**Source material:**

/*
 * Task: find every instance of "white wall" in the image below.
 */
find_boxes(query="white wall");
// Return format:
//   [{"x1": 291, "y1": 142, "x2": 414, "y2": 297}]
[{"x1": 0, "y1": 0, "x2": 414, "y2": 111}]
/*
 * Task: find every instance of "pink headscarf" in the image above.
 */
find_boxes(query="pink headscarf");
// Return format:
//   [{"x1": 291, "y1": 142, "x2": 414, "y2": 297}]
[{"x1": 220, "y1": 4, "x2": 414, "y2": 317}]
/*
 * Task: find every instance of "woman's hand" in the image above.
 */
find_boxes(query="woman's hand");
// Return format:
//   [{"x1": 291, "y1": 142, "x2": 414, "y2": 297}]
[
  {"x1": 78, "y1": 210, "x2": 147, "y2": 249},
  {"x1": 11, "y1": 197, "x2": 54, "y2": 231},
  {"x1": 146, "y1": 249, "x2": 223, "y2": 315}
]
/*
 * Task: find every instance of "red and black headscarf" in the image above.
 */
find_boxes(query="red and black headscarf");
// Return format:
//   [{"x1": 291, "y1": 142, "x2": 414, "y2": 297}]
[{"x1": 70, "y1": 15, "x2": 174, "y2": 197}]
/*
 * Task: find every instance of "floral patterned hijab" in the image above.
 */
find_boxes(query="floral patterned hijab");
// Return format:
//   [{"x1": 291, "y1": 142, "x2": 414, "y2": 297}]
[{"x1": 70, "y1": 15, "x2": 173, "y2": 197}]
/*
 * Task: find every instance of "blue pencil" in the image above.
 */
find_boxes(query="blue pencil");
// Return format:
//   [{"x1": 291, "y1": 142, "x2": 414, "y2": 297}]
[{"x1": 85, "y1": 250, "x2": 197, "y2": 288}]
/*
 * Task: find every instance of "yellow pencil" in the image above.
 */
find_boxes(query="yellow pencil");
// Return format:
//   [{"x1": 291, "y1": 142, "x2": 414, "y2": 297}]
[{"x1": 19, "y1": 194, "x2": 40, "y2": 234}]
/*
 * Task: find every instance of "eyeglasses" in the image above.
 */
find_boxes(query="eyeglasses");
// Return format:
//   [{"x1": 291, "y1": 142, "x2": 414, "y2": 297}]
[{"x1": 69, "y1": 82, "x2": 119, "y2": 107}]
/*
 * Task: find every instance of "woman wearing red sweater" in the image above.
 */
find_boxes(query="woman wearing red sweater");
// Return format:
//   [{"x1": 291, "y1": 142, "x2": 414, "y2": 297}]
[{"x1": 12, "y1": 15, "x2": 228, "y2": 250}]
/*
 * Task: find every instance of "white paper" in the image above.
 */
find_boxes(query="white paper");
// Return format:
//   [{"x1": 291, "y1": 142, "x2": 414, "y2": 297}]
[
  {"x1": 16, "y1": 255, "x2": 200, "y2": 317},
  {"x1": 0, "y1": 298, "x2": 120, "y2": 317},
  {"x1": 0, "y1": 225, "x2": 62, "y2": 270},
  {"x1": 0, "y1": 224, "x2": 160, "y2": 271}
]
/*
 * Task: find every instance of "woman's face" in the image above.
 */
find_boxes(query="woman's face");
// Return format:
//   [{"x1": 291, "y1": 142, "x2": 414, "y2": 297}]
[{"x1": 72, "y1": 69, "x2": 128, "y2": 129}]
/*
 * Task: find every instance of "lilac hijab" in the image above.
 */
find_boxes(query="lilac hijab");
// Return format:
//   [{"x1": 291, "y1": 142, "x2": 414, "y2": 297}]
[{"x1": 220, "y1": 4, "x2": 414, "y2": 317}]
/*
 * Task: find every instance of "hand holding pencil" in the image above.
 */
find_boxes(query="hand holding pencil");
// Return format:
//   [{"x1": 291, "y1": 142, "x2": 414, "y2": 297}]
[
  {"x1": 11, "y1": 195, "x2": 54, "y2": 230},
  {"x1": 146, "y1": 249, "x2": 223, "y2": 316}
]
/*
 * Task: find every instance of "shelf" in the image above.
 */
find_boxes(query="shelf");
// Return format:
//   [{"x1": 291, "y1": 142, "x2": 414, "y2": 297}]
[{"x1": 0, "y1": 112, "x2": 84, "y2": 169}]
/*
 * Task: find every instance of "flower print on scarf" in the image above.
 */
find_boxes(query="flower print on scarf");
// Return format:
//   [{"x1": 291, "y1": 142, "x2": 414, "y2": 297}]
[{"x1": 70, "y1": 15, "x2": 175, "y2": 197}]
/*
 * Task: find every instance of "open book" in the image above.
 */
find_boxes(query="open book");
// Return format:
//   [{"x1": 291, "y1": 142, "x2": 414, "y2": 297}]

**Task requirements:** State how many lines in the items above contain the string "pencil", where case counts. Reply with the number only.

**Final result:** 6